§ **Given instruction**
Copy each line of the material that contains the string "window". The match is case-sensitive.

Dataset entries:
------------------------------------------------

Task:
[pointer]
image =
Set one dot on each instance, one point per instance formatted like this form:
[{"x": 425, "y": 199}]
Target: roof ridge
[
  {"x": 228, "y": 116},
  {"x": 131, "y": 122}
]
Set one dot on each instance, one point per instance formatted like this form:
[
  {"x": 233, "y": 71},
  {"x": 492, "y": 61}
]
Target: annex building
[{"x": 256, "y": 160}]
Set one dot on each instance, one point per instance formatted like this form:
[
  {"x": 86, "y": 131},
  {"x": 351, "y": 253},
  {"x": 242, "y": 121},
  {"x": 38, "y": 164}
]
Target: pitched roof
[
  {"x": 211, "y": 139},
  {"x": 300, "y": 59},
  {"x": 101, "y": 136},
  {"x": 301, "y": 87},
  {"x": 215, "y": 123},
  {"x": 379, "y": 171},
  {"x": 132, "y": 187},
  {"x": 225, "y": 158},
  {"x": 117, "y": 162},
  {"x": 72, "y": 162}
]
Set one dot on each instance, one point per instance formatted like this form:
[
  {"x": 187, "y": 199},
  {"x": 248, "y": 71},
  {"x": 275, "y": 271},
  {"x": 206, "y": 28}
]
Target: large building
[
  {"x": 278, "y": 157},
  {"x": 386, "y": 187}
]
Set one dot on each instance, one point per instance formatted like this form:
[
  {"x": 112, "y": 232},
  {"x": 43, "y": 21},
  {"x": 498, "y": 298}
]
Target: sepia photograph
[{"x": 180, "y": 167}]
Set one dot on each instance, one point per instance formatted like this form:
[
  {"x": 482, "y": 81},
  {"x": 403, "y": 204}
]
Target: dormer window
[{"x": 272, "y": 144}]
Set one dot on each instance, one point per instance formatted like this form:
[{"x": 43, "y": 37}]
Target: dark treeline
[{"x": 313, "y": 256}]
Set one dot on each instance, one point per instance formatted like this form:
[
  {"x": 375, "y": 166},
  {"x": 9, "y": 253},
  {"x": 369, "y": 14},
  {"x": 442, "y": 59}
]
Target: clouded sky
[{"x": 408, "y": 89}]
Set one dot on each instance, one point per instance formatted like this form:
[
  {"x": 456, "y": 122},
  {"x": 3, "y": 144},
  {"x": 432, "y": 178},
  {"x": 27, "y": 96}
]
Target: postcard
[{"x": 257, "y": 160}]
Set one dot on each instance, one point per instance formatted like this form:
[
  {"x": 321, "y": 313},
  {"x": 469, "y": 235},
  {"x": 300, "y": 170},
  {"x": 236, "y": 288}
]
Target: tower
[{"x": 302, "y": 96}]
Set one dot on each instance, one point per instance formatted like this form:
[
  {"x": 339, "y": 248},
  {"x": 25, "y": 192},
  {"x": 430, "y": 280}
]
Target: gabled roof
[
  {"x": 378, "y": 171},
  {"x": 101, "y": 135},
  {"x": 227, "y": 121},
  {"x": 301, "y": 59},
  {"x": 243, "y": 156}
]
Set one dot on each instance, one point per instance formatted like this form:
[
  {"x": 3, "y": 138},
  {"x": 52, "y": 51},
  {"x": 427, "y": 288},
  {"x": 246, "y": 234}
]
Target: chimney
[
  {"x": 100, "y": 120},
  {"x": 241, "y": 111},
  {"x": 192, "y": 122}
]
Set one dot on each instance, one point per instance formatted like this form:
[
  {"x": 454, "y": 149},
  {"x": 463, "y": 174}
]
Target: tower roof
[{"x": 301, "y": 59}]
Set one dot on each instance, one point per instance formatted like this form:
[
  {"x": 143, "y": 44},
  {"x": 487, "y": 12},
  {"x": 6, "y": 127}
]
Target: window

------------------------------------------------

§ **Task solution**
Target: dormer window
Target: window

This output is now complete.